Data listing →

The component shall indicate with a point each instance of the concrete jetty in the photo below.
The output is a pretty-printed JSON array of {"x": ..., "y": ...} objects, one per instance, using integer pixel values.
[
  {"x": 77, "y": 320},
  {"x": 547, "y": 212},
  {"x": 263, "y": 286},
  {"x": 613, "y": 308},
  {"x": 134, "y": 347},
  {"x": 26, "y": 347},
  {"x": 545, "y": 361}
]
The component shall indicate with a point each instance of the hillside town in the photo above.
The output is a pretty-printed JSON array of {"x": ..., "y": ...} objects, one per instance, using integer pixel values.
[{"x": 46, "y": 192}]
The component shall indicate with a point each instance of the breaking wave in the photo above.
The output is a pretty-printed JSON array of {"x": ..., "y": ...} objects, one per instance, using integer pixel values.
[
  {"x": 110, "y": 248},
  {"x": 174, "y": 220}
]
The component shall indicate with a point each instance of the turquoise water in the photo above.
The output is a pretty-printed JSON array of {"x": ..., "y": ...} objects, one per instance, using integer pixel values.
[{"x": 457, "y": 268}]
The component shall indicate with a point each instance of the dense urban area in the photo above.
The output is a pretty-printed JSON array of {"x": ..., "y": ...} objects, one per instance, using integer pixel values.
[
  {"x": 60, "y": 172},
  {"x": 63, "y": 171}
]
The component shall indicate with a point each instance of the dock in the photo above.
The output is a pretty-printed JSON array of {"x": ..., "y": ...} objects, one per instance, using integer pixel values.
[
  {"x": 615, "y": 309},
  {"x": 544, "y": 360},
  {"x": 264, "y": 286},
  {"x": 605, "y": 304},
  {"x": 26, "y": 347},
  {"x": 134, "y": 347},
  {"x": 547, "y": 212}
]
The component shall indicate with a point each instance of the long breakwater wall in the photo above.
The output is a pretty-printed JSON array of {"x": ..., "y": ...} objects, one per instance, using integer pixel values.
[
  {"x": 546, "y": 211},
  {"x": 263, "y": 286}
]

Problem description →
Can you update the items above so that every "component" becomes "labeling tool", leaving everything else unchanged?

Full response →
The labeling tool shall indicate with a point each instance of the concrete jetty in the photo below.
The output is a pretty-printed JSON array of {"x": ..., "y": ...} objects, one per instance, using integer pixel values.
[
  {"x": 77, "y": 320},
  {"x": 547, "y": 212},
  {"x": 263, "y": 286},
  {"x": 613, "y": 308},
  {"x": 134, "y": 347},
  {"x": 26, "y": 347},
  {"x": 545, "y": 361}
]
The labeling tool shall indicate with a point each instance of the hillside town in the photo above.
The output is a pretty-printed JSON array of {"x": ..., "y": ...} objects, one per instance, using integer pixel values.
[{"x": 46, "y": 192}]
The labeling tool shall indicate with a point each instance of the breaking wave in the photo above.
The output is a pretty-printed JSON array of {"x": ..., "y": ...} objects, one per instance, using integer pixel values.
[
  {"x": 110, "y": 248},
  {"x": 174, "y": 220}
]
The labeling tool shall indicate with a point each instance of the turquoise water in the photo above.
The output is a pretty-printed JSON array of {"x": ..., "y": ...} objects, one per instance, using integer pixel values.
[{"x": 457, "y": 268}]
The labeling tool shall indicate with a point each instance of the dense urban area in the photo above.
The output is a pretty-printed JSON array of {"x": ..., "y": ...} objects, one per instance, using integer pixel values.
[
  {"x": 60, "y": 172},
  {"x": 63, "y": 171}
]
The labeling tool shall indicate with a point each instance of the dock in the photo above.
The output is a pretty-printed JSON array of {"x": ..., "y": ...} objects, one per instance, using integer pixel values.
[
  {"x": 615, "y": 309},
  {"x": 544, "y": 360},
  {"x": 264, "y": 286},
  {"x": 605, "y": 304},
  {"x": 26, "y": 347},
  {"x": 134, "y": 347},
  {"x": 547, "y": 212}
]
The labeling tool shall indicate with a point each instance of the long breakwater wall in the photo above.
The output is a pretty-printed JSON array of {"x": ..., "y": ...} objects, one per instance, using integer pixel values.
[
  {"x": 546, "y": 211},
  {"x": 263, "y": 286}
]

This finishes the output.